Détails de la tâche =
Dans l'extrait ci-dessous sur la désinformation liée au COVID-19, qu'est-ce que la personne qui s'exprime a envoyé aux membres de sa famille pour contrer le récit complotiste ? Répondez en quelques mots, s'il vous plaît.

Extrait fourni =
Une conspiration très profonde sur le vaccin COVID-19 et la 5G faisant partie d'un plan diabolique pour contrôler le monde. Cela semble ridicule quand vous l'entendez pour la première fois, mais c'était une histoire assez dangereuse. Imaginez que vous soyez entouré de personnes qui ne pensaient pas que la maladie était réelle, s'exposant ainsi et mettant d'autres personnes en danger. J'ai essayé d'envoyer des notes vocales aux membres de ma famille pour contrer ce récit et partager des sources d'information fiables.

Était-ce la principale motivation derrière la production du PSA ?

Je me considère comme faisant partie d'une génération qui prône le changement et la justice en agissant d'abord comme partie intégrante de la solution que nous proposons. Ma plus grande motivation était donc la préoccupation que j'avais vraiment à propos des dangers de la désinformation, et de faire savoir aux gens que cela fait mal et peut même tuer les personnes que vous aimez.

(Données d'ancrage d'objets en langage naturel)

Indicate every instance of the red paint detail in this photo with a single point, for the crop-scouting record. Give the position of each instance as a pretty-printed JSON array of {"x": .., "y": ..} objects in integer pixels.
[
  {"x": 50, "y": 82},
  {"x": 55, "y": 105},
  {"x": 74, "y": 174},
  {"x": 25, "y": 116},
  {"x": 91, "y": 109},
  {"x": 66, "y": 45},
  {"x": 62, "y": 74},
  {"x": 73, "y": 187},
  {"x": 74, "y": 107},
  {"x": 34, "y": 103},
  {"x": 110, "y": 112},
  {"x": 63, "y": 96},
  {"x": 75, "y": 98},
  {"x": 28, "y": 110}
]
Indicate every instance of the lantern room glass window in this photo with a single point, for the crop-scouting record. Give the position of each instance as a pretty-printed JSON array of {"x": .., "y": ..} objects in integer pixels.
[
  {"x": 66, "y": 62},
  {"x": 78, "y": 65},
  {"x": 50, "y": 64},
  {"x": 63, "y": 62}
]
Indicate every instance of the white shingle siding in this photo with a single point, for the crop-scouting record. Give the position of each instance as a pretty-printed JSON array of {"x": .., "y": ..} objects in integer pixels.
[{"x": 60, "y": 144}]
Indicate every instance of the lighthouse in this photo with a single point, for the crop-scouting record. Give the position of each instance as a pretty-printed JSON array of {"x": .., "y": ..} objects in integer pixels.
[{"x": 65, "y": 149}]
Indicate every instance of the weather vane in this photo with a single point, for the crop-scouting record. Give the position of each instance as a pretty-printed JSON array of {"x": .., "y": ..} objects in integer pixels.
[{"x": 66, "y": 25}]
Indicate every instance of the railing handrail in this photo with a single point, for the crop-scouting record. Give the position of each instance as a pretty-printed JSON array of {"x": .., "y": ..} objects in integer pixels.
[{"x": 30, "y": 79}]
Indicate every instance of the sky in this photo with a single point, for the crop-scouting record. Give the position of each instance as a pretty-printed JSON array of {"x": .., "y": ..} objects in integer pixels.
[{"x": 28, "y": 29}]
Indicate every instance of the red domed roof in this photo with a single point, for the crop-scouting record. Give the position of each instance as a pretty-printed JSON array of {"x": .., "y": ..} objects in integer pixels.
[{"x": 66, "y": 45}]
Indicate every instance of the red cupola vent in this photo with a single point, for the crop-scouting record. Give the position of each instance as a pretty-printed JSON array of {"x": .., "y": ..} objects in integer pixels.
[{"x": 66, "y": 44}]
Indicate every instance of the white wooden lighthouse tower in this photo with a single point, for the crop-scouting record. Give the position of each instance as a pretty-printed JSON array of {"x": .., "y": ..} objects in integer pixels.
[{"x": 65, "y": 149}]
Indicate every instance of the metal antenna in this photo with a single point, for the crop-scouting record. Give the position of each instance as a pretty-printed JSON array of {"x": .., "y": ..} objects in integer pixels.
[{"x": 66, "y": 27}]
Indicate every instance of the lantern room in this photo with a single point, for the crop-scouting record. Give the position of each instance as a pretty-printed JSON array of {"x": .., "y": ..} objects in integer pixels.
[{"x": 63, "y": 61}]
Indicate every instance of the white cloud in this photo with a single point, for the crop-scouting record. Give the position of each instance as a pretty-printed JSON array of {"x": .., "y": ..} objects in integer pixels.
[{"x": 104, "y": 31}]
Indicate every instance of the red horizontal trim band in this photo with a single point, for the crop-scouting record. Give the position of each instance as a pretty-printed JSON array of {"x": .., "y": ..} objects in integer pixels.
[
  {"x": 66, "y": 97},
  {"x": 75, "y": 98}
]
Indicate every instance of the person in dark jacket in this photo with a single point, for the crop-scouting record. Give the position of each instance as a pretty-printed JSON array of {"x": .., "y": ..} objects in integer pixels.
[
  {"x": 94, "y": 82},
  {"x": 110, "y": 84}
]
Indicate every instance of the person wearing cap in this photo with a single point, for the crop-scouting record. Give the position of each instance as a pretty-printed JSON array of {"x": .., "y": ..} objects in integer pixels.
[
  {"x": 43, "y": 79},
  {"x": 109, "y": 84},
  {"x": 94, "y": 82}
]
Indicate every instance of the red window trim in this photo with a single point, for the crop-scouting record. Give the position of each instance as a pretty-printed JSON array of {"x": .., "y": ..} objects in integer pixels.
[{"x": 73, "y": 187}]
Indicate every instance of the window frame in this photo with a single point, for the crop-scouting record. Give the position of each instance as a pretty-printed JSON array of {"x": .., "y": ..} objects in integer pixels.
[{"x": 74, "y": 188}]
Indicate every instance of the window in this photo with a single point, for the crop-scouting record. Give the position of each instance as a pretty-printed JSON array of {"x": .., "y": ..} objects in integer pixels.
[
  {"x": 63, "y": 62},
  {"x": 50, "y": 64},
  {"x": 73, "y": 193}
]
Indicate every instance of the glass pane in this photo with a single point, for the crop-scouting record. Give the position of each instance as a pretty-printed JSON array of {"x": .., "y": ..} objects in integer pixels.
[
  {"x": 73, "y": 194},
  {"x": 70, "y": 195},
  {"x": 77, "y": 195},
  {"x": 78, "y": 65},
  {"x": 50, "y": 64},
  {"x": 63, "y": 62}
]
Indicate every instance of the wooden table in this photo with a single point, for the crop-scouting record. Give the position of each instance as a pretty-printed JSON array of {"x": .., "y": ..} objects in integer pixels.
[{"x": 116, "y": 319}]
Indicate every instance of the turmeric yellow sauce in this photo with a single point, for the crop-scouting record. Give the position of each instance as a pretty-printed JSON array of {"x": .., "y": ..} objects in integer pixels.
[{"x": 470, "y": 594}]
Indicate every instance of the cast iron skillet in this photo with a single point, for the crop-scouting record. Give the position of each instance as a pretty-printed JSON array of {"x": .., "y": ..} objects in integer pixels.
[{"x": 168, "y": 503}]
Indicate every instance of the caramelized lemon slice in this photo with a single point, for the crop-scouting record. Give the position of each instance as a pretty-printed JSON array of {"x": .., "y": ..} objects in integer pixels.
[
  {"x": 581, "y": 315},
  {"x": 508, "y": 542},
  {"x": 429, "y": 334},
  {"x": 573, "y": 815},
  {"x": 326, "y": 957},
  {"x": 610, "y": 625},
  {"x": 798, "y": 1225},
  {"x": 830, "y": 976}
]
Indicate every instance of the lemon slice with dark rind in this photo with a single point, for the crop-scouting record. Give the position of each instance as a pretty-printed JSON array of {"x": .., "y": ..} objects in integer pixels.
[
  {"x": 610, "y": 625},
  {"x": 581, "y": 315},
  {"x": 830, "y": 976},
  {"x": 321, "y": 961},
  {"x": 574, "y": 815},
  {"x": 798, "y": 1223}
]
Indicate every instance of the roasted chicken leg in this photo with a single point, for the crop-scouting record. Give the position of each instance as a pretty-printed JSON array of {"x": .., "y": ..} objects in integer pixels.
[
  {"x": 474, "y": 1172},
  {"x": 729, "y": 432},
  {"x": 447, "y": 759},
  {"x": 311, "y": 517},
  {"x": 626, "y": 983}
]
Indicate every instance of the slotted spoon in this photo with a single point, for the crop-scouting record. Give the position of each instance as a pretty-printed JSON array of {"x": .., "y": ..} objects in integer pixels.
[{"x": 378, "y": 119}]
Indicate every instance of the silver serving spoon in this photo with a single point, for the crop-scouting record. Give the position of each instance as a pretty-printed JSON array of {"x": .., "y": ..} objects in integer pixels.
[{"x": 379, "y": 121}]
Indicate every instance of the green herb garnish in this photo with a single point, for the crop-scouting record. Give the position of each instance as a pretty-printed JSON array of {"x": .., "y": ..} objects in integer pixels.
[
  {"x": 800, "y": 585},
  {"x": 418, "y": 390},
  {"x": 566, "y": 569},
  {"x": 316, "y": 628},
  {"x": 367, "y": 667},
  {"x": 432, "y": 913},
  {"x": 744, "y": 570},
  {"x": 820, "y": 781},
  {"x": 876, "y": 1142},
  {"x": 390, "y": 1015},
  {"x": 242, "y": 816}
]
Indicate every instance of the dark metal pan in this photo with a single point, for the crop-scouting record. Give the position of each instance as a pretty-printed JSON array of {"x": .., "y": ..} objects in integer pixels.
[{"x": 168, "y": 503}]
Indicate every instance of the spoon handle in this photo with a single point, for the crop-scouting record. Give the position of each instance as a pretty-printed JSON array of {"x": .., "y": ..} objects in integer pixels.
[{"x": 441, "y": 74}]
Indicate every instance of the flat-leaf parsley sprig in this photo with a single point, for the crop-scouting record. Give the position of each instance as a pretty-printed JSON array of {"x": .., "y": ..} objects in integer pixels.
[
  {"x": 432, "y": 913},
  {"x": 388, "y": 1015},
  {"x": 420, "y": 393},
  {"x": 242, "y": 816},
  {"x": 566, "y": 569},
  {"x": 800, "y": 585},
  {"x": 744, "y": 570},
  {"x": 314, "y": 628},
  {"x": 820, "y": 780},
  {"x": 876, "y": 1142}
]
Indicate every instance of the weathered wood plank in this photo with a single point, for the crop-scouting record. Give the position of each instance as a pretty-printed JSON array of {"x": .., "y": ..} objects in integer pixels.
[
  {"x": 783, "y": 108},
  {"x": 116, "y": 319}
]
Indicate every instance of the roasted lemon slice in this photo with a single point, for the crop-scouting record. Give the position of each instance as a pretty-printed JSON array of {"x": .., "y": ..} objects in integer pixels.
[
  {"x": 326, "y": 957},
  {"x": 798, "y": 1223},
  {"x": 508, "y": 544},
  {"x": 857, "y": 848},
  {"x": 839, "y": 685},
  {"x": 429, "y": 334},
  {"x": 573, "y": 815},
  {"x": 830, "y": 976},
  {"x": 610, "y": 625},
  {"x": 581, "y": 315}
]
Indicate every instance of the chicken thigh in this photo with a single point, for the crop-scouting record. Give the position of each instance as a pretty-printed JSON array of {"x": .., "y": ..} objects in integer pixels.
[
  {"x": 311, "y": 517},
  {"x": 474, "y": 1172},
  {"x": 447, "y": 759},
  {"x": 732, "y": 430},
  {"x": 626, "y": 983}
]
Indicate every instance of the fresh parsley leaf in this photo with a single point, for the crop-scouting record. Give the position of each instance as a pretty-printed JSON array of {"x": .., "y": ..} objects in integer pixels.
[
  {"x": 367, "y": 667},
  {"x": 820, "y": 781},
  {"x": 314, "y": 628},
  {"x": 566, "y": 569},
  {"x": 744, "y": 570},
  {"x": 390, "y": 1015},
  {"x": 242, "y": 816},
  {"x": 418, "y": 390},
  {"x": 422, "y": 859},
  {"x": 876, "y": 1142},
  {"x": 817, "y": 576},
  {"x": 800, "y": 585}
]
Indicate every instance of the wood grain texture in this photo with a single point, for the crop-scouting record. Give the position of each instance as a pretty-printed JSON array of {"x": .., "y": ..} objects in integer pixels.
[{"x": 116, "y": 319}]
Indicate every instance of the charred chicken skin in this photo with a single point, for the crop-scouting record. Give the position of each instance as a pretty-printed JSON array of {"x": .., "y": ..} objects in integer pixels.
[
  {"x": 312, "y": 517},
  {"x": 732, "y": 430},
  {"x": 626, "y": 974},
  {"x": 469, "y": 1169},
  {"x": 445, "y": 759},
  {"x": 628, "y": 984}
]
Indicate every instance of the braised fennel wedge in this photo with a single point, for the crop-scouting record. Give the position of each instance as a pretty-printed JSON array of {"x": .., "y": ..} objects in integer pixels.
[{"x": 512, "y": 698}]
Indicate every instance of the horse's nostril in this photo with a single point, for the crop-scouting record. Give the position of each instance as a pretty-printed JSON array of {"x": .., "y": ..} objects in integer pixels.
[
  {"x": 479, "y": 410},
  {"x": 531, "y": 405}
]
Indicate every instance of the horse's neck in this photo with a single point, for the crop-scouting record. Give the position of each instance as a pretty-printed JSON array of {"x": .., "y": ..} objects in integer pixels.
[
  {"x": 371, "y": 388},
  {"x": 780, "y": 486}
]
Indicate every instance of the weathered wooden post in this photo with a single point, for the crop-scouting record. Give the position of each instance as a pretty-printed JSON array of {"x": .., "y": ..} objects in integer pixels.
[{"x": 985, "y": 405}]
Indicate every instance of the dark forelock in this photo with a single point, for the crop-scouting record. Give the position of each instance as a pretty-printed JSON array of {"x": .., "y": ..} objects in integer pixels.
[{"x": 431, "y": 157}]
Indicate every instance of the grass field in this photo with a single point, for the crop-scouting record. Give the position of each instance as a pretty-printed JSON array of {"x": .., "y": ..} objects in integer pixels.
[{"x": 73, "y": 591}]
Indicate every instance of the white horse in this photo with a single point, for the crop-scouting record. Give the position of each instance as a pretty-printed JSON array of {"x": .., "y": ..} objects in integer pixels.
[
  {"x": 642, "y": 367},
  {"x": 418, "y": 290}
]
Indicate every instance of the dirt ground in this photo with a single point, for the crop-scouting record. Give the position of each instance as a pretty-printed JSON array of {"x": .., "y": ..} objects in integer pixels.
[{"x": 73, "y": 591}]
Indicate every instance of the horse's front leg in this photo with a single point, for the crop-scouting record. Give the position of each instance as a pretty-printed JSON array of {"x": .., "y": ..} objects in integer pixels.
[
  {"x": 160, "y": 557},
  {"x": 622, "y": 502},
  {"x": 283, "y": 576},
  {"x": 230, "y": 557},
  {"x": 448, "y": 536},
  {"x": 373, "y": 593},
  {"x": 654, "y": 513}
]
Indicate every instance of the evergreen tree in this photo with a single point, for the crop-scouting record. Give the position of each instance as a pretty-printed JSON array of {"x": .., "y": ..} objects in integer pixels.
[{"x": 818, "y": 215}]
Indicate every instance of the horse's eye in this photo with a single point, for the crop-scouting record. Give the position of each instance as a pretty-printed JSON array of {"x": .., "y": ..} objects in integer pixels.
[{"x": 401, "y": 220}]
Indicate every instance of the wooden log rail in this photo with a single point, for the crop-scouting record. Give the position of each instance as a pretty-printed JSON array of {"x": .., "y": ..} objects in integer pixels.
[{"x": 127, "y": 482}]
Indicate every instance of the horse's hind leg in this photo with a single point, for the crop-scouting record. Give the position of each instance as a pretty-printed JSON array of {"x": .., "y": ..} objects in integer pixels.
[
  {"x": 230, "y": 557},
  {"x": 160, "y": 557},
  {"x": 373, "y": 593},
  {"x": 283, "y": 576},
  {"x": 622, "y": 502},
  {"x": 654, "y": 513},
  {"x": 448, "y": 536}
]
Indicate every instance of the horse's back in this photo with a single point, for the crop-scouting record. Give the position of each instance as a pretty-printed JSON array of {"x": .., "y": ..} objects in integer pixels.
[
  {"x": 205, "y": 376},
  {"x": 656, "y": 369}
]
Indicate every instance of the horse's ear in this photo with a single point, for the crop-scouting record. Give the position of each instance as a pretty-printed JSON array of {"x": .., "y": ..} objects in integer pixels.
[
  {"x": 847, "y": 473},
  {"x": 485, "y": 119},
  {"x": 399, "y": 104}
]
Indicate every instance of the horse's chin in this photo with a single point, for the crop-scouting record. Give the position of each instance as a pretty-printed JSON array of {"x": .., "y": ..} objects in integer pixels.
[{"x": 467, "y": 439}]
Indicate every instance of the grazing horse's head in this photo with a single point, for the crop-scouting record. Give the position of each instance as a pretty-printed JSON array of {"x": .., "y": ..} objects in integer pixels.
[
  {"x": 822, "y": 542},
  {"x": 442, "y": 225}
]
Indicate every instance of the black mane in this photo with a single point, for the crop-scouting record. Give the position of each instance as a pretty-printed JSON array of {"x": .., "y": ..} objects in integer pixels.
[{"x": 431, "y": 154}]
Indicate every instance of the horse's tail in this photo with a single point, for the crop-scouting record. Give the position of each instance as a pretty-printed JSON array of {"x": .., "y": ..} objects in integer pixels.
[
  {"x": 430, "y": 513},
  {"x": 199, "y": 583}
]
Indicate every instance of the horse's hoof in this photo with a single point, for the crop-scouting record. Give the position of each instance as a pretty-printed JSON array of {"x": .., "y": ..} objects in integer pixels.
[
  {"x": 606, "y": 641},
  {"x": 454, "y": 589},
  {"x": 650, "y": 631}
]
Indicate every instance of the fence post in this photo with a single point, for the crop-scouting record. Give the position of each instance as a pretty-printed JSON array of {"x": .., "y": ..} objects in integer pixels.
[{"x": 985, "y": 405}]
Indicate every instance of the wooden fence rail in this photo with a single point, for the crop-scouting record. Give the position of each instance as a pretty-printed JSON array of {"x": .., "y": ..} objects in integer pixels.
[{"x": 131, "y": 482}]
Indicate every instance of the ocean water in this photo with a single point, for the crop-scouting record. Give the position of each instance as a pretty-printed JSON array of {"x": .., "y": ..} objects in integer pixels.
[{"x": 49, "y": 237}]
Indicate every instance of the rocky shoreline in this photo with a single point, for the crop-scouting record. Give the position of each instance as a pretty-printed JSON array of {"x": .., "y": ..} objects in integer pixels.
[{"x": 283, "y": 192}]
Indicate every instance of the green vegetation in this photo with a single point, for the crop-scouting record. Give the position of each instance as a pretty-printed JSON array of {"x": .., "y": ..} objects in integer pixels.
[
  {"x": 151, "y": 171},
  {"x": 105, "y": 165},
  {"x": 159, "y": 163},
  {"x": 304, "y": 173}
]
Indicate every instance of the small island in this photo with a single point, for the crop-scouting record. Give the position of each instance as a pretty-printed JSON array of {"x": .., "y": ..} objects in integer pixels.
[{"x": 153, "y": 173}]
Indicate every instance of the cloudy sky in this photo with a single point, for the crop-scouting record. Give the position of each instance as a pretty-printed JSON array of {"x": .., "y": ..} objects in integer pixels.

Résultat =
Des notes vocales.